Reading passage:

· · · · ·

Saturday, February 28, 2015

Lima, Peru to Buenos Aires, Argentina









Lima, Peru to Buenos Aires, Argentina

We rejoined the ship in Pisco, Peru where Glen and Ginny Glass and Wally and Sandy Theiss were already on board, having arrived in Lima after their pre-cruise extension to Machu Picchu.  It was great to see them and we are looking forward to spending the next 3 weeks with them. 

Well we didn’t realize this but Peru has the driest desert in the world, and from south of Lima to Coquimbo, Chile we felt like we were in a moonscape.  There are NO TREES at all, just hard dry packed rock, sand and dirt…forever!  What a surprise.  It has a certain stark beauty and the shades of color in the rolling hills are beautiful pinks, oranges, peaches and tans.  Anyway, we had a couple hours’ drive to Arequipa through this scenery, where we toured the Santa Catalina Monastery that was founded in the 1500s for the 2nd –born daughters of wealthy families.  The families paid $2000 for the girls to go there, they took their servant/slave with them and lived in their own house within the walls.  There are still 15 nuns there today, but they are there voluntarily!  It’s a really large monastery, a city within a city, with streets and lanes, houses, church, meeting hall, work areas, kitchens and more.  Lots of photo ops going on, brightly colored plaster walls, pretty doorways, cobblestones and so on.  It was raining by the time we got there so we didn’t get to see the volcano that apparently looms above the town, but we wandered around the beautiful town square lined with 2-story arched porticoes on 3 sides and a large church forming the 4th side.

· · · · ·

Information shown:
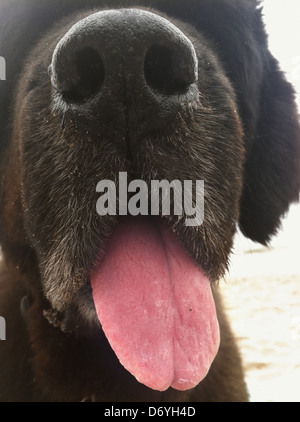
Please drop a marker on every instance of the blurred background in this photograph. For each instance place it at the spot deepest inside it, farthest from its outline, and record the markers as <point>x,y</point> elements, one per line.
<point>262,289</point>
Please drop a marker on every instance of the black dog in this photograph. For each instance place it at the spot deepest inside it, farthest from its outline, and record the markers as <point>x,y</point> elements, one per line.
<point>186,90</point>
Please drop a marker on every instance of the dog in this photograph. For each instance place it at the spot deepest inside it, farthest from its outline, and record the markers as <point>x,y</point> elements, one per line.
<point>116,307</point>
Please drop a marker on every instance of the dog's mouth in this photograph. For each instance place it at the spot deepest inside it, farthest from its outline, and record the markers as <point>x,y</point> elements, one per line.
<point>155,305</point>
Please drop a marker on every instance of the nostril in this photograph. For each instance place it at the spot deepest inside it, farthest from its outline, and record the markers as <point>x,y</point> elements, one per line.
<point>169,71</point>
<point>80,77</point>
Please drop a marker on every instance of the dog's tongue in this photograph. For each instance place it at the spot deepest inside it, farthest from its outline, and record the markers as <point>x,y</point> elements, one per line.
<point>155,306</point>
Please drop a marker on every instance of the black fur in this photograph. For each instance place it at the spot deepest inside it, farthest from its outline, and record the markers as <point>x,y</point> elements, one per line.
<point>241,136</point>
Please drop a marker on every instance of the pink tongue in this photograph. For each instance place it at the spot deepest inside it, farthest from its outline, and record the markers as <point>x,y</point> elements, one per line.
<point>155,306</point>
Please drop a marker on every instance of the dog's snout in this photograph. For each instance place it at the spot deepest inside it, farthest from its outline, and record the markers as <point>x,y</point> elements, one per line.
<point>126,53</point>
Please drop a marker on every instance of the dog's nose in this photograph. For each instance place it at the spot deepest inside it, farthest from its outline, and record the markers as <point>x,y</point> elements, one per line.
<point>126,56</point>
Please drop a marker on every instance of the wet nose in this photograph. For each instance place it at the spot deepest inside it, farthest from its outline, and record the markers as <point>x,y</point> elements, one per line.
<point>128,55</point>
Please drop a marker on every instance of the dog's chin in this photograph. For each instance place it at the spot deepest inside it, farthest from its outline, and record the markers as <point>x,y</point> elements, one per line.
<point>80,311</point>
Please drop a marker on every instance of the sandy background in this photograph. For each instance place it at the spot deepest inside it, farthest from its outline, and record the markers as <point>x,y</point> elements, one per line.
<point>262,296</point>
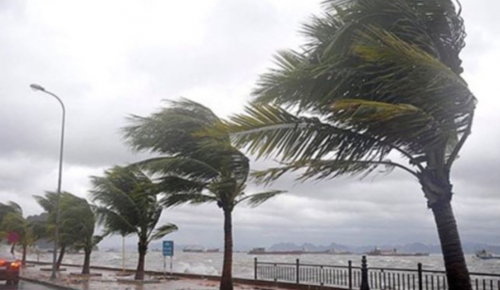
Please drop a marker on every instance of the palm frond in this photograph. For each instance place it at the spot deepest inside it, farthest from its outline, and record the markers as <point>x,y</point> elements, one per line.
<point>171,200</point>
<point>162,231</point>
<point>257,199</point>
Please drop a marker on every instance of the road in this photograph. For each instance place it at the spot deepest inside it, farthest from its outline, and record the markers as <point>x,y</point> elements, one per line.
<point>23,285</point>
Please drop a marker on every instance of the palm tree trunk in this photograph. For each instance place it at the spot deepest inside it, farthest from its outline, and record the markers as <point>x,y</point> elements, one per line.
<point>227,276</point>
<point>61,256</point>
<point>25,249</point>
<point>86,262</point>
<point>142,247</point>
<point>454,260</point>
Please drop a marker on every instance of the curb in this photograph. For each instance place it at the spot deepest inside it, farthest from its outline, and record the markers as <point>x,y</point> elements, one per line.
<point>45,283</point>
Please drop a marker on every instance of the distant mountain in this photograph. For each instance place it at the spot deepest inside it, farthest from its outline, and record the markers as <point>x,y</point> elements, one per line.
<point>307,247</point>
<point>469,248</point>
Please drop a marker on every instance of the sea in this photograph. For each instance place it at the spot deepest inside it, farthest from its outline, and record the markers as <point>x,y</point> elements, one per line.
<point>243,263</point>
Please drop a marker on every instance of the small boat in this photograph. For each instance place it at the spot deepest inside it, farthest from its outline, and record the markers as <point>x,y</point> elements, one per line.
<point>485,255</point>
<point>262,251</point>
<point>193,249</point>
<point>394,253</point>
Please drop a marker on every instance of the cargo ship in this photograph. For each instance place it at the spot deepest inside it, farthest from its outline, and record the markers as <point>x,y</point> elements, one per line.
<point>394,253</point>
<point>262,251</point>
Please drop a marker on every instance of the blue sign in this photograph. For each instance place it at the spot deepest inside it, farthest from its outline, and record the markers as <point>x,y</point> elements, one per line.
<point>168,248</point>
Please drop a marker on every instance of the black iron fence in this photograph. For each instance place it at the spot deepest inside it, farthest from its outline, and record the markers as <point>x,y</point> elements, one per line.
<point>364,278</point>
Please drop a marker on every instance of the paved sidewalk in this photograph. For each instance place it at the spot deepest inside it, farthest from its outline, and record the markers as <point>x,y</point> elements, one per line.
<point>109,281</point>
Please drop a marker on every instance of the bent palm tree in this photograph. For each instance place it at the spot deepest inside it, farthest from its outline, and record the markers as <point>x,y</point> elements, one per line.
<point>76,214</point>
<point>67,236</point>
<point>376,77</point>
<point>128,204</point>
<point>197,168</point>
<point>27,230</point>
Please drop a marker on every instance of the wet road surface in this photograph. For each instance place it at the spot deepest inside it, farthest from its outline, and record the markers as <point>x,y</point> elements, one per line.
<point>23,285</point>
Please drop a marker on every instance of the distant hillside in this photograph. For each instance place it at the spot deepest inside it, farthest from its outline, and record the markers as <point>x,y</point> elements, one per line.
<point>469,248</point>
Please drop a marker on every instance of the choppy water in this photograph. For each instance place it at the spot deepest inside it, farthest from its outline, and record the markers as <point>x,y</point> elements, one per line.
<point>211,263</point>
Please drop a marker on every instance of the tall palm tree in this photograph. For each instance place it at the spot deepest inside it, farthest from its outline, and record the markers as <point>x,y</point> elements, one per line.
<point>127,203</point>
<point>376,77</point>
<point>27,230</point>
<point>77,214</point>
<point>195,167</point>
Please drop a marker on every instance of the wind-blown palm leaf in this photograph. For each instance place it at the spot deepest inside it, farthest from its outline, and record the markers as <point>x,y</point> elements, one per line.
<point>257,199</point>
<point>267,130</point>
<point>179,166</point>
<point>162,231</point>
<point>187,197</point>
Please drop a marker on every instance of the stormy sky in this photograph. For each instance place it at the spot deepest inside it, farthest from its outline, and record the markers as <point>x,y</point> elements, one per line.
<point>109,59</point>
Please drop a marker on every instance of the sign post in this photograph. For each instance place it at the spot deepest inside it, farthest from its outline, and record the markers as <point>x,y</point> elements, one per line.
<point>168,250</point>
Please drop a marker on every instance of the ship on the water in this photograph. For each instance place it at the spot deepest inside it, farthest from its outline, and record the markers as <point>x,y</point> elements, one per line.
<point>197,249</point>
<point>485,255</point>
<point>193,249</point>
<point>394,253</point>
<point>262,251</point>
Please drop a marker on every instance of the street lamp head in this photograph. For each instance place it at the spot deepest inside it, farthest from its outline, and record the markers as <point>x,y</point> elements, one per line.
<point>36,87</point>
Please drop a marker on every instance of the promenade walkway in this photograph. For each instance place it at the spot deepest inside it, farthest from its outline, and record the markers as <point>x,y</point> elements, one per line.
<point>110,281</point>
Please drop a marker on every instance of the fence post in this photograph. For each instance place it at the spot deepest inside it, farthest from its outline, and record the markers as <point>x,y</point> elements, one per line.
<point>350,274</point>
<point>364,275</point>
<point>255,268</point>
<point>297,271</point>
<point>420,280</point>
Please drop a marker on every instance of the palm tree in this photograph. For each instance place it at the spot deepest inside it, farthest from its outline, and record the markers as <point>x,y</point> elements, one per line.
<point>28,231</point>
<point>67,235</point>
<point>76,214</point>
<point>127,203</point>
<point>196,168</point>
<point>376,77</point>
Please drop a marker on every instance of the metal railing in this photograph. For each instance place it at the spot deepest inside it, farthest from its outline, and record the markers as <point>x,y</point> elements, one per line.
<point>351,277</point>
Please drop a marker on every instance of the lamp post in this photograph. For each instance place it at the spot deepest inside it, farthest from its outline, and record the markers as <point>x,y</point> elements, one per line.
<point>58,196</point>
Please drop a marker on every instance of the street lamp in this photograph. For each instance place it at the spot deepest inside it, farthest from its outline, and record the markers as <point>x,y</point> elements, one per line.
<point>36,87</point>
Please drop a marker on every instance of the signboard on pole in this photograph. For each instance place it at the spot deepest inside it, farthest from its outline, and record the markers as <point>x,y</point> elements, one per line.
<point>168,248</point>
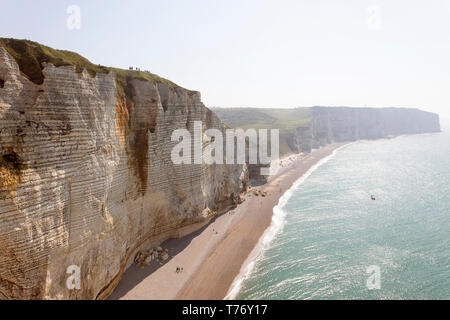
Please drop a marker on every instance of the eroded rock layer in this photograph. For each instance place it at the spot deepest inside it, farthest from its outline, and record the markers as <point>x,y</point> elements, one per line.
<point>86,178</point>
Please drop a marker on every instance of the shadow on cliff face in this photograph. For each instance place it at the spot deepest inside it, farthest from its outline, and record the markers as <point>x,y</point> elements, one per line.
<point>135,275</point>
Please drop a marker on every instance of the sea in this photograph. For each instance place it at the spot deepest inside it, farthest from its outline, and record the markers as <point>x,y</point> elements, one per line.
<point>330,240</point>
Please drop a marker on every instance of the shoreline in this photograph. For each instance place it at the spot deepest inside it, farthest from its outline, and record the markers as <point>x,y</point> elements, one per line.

· · · · ·

Duplicate the passage from the travel blog post about Lima to Buenos Aires, starting at "We rejoined the" and ending at "weeks with them.".

We rejoined the ship in Pisco, Peru where Glen and Ginny Glass and Wally and Sandy Theiss were already on board, having arrived in Lima after their pre-cruise extension to Machu Picchu.  It was great to see them and we are looking forward to spending the next 3 weeks with them.